Exact copies of all records below are needed.

============

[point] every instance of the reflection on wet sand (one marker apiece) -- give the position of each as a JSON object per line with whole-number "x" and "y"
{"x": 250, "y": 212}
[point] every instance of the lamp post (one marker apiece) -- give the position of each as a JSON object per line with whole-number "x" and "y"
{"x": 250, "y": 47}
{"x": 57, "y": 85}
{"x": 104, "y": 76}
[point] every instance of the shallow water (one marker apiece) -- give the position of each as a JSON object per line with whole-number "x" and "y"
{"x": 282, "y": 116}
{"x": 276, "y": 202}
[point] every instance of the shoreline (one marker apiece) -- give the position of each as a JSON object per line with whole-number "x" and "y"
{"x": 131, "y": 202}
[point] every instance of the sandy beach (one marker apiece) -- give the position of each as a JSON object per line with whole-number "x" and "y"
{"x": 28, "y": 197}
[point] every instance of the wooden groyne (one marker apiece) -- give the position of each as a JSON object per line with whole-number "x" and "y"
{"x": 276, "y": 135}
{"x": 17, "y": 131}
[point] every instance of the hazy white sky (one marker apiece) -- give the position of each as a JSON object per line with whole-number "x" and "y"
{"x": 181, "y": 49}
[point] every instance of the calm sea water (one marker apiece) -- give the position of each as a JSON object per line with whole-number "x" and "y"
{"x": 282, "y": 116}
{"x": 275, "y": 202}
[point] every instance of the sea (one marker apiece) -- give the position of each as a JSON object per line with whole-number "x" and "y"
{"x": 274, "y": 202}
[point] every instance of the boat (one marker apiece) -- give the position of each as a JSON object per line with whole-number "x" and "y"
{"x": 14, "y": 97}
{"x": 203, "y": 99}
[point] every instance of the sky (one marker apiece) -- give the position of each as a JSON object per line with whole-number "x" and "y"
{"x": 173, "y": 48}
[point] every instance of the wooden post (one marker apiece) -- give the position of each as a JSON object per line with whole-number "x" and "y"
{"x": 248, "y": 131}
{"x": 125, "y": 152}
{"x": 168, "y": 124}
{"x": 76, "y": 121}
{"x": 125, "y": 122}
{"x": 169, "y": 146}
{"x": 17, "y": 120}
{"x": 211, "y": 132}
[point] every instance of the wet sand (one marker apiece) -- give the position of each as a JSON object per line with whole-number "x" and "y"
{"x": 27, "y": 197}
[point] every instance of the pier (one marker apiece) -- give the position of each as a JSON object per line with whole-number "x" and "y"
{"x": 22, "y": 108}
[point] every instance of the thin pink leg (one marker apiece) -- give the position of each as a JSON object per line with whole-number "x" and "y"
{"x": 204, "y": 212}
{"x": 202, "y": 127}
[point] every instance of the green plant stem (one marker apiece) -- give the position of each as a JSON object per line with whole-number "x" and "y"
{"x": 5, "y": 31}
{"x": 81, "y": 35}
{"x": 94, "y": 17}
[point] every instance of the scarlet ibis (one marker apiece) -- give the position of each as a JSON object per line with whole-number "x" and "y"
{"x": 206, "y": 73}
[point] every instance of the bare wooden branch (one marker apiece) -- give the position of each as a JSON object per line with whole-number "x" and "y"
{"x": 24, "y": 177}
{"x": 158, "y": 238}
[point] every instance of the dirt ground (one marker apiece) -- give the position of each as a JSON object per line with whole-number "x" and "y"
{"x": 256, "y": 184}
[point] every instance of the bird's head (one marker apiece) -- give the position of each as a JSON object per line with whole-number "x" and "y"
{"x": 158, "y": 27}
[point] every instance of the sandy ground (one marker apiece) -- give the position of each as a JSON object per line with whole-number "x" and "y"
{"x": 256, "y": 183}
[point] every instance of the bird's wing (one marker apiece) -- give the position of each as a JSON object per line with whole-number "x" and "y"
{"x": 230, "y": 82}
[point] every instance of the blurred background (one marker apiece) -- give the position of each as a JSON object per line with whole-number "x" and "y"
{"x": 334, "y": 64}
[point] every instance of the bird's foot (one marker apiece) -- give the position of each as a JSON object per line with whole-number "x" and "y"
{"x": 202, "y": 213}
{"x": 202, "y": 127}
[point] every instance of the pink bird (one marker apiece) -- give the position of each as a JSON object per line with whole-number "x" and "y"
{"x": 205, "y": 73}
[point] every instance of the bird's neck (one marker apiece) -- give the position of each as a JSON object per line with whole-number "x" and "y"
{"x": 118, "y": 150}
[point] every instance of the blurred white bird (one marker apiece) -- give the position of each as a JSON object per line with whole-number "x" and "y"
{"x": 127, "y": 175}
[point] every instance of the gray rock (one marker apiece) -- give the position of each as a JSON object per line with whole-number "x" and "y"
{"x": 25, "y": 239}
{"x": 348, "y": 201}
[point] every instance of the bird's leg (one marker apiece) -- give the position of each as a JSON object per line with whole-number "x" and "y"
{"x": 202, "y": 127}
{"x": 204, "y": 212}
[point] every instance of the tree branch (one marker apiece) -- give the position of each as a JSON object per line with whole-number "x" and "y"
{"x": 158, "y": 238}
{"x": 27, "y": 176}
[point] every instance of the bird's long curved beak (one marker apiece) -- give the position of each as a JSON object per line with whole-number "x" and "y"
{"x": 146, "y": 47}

============

- [The completed task]
[point] every instance of the reflection on wet sand (one marker apiece) -- give the position of each as a JSON object per line with whole-number "x" and "y"
{"x": 250, "y": 212}
[point] every instance of the lamp post (one marker apiece) -- give the position of each as a JSON object per line with whole-number "x" and "y"
{"x": 250, "y": 47}
{"x": 57, "y": 85}
{"x": 104, "y": 76}
[point] every instance of the shallow water (one marker apiece) -- give the position of each as a JSON object per line with whole-number "x" and "y"
{"x": 282, "y": 116}
{"x": 276, "y": 202}
[point] every instance of the shoreline (one marker apiece) -- give the position of each as a JSON object per line with whole-number "x" and "y"
{"x": 131, "y": 202}
[point] every instance of the sandy beach (one marker apiece) -- give the position of each as a JSON object per line with whole-number "x" and "y"
{"x": 28, "y": 197}
[point] every instance of the wooden groyne (one marker apiece) -- give the position of each as a JSON object per line with whole-number "x" and "y"
{"x": 276, "y": 135}
{"x": 17, "y": 131}
[point] every instance of the hazy white sky (one marker apiece) -- give the position of each as a JSON object per line with whole-number "x" and "y"
{"x": 181, "y": 49}
[point] every instance of the calm sea water (one marker apiece) -- give the position of each as a JSON object per line with whole-number "x" and "y"
{"x": 282, "y": 116}
{"x": 275, "y": 202}
[point] every instance of the sea (one marker apiece) -- give the position of each as a JSON object per line with whole-number "x" and "y"
{"x": 274, "y": 202}
[point] every instance of the boat (one marker apiece) -- give the position of each as a JSON object per line with whole-number "x" and "y"
{"x": 14, "y": 97}
{"x": 203, "y": 99}
[point] every instance of the sky (one marker apiece) -- give the position of each as a JSON object per line with whole-number "x" and "y"
{"x": 173, "y": 48}
[point] every instance of the wooden post (one marker apiece) -- give the position of each as a JSON object per line with whole-number "x" and "y"
{"x": 248, "y": 131}
{"x": 125, "y": 152}
{"x": 168, "y": 124}
{"x": 76, "y": 121}
{"x": 125, "y": 122}
{"x": 169, "y": 146}
{"x": 17, "y": 120}
{"x": 211, "y": 132}
[point] every instance of the wet sand (one marker apiece) -- give the position of each as a JSON object per line with whole-number "x" and "y"
{"x": 27, "y": 197}
[point] every instance of the pier (one marker apiece) -- give the position of each as a JSON object per line with whole-number "x" and "y"
{"x": 22, "y": 108}
[point] every instance of the thin pink leg (one marker apiece) -- give the position of each as a JSON object per line with whole-number "x" and "y"
{"x": 204, "y": 212}
{"x": 202, "y": 127}
[point] every instance of the green plant stem (one marker apiece) -- give the position of each as a JSON object per line with whole-number "x" and "y"
{"x": 5, "y": 31}
{"x": 81, "y": 35}
{"x": 94, "y": 17}
[point] every instance of the scarlet ibis (one marker apiece) -- give the position of each as a JSON object per line with whole-number "x" and "y"
{"x": 206, "y": 73}
[point] every instance of the bare wooden branch (one marker apiece) -- give the position of each as a JSON object per line with whole-number "x" and "y"
{"x": 24, "y": 177}
{"x": 158, "y": 238}
[point] every instance of the dirt ground (one marker apiece) -- give the position of each as a JSON object per line with whole-number "x" and "y"
{"x": 256, "y": 184}
[point] every instance of the bird's head (one marker apiece) -- give the position of each as a JSON object per line with whole-number "x" and "y"
{"x": 158, "y": 27}
[point] every instance of the sandy ground (one marker apiece) -- give the position of each as a JSON object per line with whole-number "x" and "y"
{"x": 256, "y": 183}
[point] every instance of the bird's wing (one marker apiece) -- give the position of each as a JSON object per line with whole-number "x" and "y"
{"x": 230, "y": 82}
[point] every instance of the blurred background (one marker apiece) -- give the position of each as a JSON object per line with whole-number "x" and "y"
{"x": 334, "y": 64}
[point] every instance of the bird's foot (one marker apiece) -- give the position of each as a JSON object per line with whole-number "x" and "y"
{"x": 202, "y": 213}
{"x": 202, "y": 127}
[point] every instance of the pink bird (one marker apiece) -- give the position of each as a JSON object per line with whole-number "x" and "y"
{"x": 205, "y": 73}
[point] every instance of the bird's neck (one marker apiece) -- give the position of each as a JSON object per line with whole-number "x" and "y"
{"x": 118, "y": 150}
[point] every instance of the blurred white bird (one marker apiece) -- give the position of each as a JSON object per line with whole-number "x" and "y"
{"x": 127, "y": 175}
[point] every instance of the gray rock (one marker apiece) -- give the position of each as a JSON object per line with whole-number "x" and "y"
{"x": 25, "y": 239}
{"x": 348, "y": 201}
[point] every instance of the bird's leg (one marker apiece) -- give the position of each as a JSON object per line with whole-number "x" and "y"
{"x": 202, "y": 127}
{"x": 204, "y": 212}
[point] every instance of the tree branch (one marker apiece) -- give the position of each as a JSON object per line with whole-number "x" and "y"
{"x": 158, "y": 238}
{"x": 27, "y": 176}
[point] every instance of the bird's long curved beak (one marker apiece) -- give the position of each as a JSON object per line with whole-number "x" and "y"
{"x": 146, "y": 47}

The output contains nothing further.